Contrat de mandat
Question d’interprétation à un demi-million, 1 ou 100 options call ?
Fabien Liégeois
Les juristes ne s’attacheraient qu’au verbe. L’idée reçue est presque juste, donc fausse : ils s’entichent aussi d’actes. L’art. 18 al. 1 CO, central dans notre ordre juridique, l’illustre lorsqu’il dispose que la réelle et commune intention des parties prime leurs expressions inexactes. Le parti pris du primat de la volonté n’a, d’ailleurs, rien de propre à la Suisse. Hérité du droit romain, il est conséquemment l’un « des traits dominants des grands codes européens » (cf. Winiger, CR CO I, n. 1 ad art. 18). Cette volonté, qualifiée de subjective (sans crainte du pléonasme), s’établit à la lumière de l’ensemble des circonstances concrètes. Ces dernières devraient inclure la réalité économique. Ce n’est pas tout à fait l’approche qui l’emporte dans cette affaire qui met en scène deux acteurs quelque peu dépassés par un instrument financier, en l’occurrence une option call. Allons aux faits.
Un conseiller en placement externe recommande à Jean d’acquérir 100 options call portant sur les actions de la société cotée Actelion. Jean se rend auprès de sa banque et déclare vouloir réaliser l’opération « immédiatement ». Après avoir ouvert un compte de dépôt à cet effet, l’employée lui présente un récapitulatif de l’ordre de bourse sur lequel il est indiqué, sur la première ligne, « 1 contrat de 100 calls », puis, sur la deuxième et la troisième lignes, « acheter – 100 – call strike 160.- actions [Actelion] ». Jean signe ce récapitulatif. Cela fait, l’employée contacte, à deux reprises, ses collègues de la salle des marchés en vue de passer l’ordre. Jean entend ce que dit l’employée au téléphone ; en revanche, les réponses des traders lui échappent. À la suite de ce rendez-vous, Jean verse fr. 20’000. sur le compte qu’il vient d’ouvrir. La banque lui achète 1 option call au prix de fr. 157.-. Cette option lui donne droit d’acquérir 100 actions Actelion [le sous-jacent] au prix de fr. 160.- [le strike] « d’ici au mois de décembre 2016 » [l’échéance]. La transaction lui coûte fr. 277.20 au total, car la banque facture une commission de 120 francs et prélève 20 centimes de « taxes ». La somme est débitée de son compte, mais Jean ne reçoit pas immédiatement confirmation de son ordre. Lorsqu’il la réclame, l’employée l’invite à consulter le document sur son e-banking.
Puis, un événement change la donne. Des bruits courent : l’action Actelion pourrait faire l’objet d’une offre publique d’achat, ce qui en propulse le cours. Le titre connaît sa plus forte hausse en 16 ans. Jean réalise alors (mais un peu tard) que sa banque lui a acheté un (seul) call et non 100.

------------------------------------------------------------

Énoncé: Relevez chaque montant exprimé en chiffres et en francs ou en centimes dans le texte du document, avec ce à quoi il correspond. Seul le texte du document sert de source.

Liste des items:
------------------------------------------------------------

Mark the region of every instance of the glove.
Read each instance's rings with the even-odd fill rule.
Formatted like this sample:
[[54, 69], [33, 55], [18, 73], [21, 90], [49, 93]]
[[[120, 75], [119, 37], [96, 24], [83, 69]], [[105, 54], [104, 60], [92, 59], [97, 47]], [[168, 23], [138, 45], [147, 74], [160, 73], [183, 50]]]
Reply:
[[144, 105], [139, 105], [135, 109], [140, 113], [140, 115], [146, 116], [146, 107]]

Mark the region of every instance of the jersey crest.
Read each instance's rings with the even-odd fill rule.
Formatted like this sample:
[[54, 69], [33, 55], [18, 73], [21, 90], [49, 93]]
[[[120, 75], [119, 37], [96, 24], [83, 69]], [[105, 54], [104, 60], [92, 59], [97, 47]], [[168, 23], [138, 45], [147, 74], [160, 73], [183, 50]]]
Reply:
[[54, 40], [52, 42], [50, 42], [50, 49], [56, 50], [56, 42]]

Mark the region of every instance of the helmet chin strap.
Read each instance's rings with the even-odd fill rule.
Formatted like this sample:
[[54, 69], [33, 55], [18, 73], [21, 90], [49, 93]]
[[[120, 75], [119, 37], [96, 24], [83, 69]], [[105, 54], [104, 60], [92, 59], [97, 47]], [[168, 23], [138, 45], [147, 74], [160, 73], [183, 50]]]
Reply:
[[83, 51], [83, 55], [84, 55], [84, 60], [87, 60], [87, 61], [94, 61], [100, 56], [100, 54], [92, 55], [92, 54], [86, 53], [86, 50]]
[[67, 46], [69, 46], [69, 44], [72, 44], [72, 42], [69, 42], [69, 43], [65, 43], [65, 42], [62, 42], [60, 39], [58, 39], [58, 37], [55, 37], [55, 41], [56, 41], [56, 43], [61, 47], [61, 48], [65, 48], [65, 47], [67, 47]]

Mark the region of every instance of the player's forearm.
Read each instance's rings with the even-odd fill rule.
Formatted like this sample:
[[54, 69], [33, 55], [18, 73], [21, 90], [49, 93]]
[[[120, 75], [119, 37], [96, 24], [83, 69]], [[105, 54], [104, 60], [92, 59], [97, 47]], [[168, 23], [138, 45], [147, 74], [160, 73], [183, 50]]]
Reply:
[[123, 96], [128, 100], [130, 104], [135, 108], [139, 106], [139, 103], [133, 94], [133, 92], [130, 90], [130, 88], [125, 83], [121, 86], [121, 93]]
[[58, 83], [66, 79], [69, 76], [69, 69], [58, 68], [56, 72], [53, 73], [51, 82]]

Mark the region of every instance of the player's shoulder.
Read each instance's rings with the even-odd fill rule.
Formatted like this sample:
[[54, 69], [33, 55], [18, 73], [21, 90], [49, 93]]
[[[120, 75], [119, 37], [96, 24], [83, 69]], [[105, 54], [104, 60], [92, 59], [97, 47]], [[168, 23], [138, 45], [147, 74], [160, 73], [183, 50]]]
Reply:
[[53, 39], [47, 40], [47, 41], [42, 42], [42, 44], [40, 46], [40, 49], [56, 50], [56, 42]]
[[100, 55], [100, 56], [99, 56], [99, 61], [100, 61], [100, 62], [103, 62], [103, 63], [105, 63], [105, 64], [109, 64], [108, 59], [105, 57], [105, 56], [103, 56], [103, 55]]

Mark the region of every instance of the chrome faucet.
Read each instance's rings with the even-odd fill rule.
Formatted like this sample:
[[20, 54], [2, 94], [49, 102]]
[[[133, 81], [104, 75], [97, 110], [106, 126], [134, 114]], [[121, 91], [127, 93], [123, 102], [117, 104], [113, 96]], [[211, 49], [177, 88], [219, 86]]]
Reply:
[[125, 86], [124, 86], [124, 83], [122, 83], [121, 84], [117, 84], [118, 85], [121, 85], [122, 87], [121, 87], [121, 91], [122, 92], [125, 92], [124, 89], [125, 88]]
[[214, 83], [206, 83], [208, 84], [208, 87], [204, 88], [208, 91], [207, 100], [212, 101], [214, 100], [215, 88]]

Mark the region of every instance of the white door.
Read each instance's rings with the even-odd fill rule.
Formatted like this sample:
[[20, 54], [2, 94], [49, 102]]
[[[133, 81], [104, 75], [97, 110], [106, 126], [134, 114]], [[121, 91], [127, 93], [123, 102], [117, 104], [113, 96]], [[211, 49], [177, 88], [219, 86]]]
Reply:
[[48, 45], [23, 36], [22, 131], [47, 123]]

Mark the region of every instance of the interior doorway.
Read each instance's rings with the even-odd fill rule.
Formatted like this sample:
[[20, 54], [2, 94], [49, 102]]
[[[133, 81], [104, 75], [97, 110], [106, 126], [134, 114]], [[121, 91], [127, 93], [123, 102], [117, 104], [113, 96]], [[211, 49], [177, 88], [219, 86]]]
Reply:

------------------------------------------------------------

Réponse:
- fr. 20’000 : somme versée par Jean sur le compte qu’il vient d’ouvrir
- fr. 157.- : prix de l’option call achetée par la banque
- fr. 160.- : prix auquel l’option permet d’acquérir 100 actions Actelion (le strike)
- fr. 277.20 : coût total de la transaction
- 120 francs : commission facturée par la banque
- 20 centimes : « taxes » prélevées par la banque